**ACTIONS REQUISES**
- A) Remplacez « Snowpiercer » par « Le Transperceneige » dans le texte sur le cinéma coréen, de « D’autres succès coréens » jusqu'à « le monde entier. » inclus, puis recopiez ce passage ainsi modifié.
- B) Relevez tous les titres de films cités dans le texte sur le cinéma coréen.
- C) Prolongez le texte sur le cinéma coréen à la suite de sa dernière phrase.

**TEXTE FOURNI**
D’autres succès coréens ont eu également droit à des adaptations américaines comme Old Boy qui a eu un remake du même nom en 2013 par Spike Lee ou encore 2 Sœurs qui a donné lieu au film Les Intrus (Charles & Thomas Guard) en 2009.
Le cinéma coréen a toujours aspiré à s’exporter à l’international. Les réalisateurs les plus connus du pays ont flirté avec les États-Unis comme le Snowpiercer de Bong Joon-ho qui mettait en scène un casting principalement américain, le Stoker de Park Chan-wook (2013) ou encore Le Dernier Rampart de Kim Jee-woon (2013), films entièrement américains.
Le cinéma coréen est ainsi, un cinéma très riche qui a ses propres codes et qui a su se distinguer des autres pays à l’international. Connu pour son mélange de genres et ses thématiques fortes, les films coréens laissent rarement indifférent et tendent à gagner en visibilité dans le monde entier.

**Entrées du jeu de données**
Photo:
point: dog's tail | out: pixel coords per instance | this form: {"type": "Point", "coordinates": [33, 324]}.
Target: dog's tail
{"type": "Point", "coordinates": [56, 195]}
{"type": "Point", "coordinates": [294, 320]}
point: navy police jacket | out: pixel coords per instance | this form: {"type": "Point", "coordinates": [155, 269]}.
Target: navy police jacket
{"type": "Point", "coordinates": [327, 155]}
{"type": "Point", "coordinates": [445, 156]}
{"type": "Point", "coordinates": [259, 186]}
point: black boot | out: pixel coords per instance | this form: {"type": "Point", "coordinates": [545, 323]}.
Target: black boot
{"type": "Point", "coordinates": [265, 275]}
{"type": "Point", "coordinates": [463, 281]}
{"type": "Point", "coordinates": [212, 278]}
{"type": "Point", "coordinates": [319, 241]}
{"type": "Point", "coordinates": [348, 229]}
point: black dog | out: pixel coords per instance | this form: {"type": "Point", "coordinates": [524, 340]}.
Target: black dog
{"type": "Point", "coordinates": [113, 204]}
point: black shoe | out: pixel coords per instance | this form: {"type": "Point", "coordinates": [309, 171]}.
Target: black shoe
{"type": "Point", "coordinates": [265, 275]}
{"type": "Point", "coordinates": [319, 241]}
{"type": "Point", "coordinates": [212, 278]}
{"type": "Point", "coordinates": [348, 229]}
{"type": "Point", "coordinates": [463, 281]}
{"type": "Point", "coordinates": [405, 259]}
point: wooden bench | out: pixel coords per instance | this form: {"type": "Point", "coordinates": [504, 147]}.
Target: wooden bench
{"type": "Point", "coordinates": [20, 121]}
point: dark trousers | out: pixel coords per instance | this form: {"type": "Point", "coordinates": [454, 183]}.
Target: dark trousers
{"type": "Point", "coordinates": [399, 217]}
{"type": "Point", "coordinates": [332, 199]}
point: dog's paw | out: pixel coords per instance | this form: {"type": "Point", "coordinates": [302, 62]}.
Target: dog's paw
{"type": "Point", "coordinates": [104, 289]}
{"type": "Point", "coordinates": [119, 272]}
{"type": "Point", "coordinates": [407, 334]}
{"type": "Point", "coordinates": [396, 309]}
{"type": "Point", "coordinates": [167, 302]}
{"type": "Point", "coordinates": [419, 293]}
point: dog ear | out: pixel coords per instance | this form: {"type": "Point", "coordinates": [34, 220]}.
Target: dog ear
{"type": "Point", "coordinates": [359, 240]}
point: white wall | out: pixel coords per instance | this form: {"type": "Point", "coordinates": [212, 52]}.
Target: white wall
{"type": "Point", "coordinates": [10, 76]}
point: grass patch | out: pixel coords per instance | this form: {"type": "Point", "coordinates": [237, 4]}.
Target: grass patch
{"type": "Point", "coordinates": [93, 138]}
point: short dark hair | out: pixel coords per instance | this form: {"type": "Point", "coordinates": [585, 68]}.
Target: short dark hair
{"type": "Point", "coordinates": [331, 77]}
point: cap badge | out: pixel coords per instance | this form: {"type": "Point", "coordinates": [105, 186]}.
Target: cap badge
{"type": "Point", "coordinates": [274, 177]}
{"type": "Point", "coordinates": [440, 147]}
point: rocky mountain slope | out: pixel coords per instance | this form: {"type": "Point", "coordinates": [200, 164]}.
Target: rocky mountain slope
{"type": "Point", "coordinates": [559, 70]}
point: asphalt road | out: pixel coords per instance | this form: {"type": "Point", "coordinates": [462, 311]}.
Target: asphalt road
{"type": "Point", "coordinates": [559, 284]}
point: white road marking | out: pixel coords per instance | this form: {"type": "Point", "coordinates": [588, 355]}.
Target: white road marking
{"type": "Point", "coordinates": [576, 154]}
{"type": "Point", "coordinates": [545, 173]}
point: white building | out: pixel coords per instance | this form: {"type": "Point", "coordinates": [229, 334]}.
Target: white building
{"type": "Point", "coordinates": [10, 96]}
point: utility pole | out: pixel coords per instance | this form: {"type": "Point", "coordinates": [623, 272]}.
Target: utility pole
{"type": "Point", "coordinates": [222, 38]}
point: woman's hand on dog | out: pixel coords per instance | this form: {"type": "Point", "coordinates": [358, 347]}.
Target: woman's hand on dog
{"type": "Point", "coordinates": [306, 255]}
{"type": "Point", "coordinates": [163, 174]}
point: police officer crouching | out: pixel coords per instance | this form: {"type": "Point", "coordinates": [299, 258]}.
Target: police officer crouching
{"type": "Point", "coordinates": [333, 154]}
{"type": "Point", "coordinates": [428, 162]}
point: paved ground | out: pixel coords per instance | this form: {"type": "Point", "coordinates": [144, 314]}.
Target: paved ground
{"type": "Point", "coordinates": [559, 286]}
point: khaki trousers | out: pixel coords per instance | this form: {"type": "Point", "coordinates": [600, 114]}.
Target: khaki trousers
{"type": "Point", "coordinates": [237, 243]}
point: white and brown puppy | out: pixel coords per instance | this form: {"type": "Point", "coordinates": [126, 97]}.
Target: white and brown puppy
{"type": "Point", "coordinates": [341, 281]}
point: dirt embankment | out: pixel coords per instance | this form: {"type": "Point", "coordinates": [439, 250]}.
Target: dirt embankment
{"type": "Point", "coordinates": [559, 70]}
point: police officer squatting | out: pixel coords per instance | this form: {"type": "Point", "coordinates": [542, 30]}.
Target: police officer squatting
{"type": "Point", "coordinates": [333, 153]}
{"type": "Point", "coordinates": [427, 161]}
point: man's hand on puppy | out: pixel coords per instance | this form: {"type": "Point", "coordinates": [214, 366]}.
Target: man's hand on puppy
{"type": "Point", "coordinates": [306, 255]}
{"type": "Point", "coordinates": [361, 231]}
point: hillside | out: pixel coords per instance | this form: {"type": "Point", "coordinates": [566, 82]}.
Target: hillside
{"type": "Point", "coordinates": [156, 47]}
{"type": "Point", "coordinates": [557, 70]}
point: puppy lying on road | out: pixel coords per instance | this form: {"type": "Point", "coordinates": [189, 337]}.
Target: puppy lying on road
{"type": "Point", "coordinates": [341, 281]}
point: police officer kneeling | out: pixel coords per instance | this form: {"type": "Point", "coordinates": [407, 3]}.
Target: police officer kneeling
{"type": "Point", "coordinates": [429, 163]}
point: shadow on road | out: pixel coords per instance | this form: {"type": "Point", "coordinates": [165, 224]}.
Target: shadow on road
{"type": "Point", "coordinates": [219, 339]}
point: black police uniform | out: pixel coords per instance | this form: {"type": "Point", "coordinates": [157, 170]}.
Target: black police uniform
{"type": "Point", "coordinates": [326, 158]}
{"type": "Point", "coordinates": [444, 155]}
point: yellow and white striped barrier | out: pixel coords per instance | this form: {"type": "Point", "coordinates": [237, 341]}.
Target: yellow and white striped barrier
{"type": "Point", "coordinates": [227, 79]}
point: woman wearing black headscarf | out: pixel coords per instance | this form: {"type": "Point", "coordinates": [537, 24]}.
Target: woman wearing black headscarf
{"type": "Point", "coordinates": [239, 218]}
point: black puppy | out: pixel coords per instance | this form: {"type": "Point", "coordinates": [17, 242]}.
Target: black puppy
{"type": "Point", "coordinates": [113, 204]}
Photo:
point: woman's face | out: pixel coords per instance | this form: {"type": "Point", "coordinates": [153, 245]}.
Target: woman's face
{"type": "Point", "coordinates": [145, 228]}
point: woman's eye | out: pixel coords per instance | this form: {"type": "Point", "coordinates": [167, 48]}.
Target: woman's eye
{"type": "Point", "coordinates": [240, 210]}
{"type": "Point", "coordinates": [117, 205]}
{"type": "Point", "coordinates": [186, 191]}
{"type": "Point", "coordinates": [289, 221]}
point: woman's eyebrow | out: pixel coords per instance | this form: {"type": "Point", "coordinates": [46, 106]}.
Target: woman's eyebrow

**ENSEMBLE DES RÉPONSES**
- A)
D’autres succès coréens ont eu également droit à des adaptations américaines comme Old Boy qui a eu un remake du même nom en 2013 par Spike Lee ou encore 2 Sœurs qui a donné lieu au film Les Intrus (Charles & Thomas Guard) en 2009.
Le cinéma coréen a toujours aspiré à s’exporter à l’international. Les réalisateurs les plus connus du pays ont flirté avec les États-Unis comme le Le Transperceneige de Bong Joon-ho qui mettait en scène un casting principalement américain, le Stoker de Park Chan-wook (2013) ou encore Le Dernier Rampart de Kim Jee-woon (2013), films entièrement américains.
Le cinéma coréen est ainsi, un cinéma très riche qui a ses propres codes et qui a su se distinguer des autres pays à l’international. Connu pour son mélange de genres et ses thématiques fortes, les films coréens laissent rarement indifférent et tendent à gagner en visibilité dans le monde entier.

- B) Old Boy, 2 Sœurs, Les Intrus, Snowpiercer, Stoker, Le Dernier Rampart

- C)
Quels films regarder pour découvrir le cinéma coréen ?
Si vous souhaitez découvrir le cinéma coréen, cette petite liste de dix films est là pour vous guider et vous proposer les films les plus adaptés pour commencer votre voyage vers le cinéma coréen :
- Parasite (Bong Joon-ho, 2019)
- Old Boy (Park Chan-wook, 2003)
- Dernier train pour Busan (Yeon Sang-Ho, 2016)
- Mademoiselle (Park Chan-wook, 2003)
- Memories of Murder (Bong Joon-ho, 2019)
- 2 Sœurs (Kim Jee-woon, 2003)
- Poetry (Lee Chang-dong, 2010)
- J’ai rencontré le diable (Kim Jee-woon, 2010)
- Oasis (Lee Chang-dong, 2002)
- The Strangers (Na Hong-Jin, 2016)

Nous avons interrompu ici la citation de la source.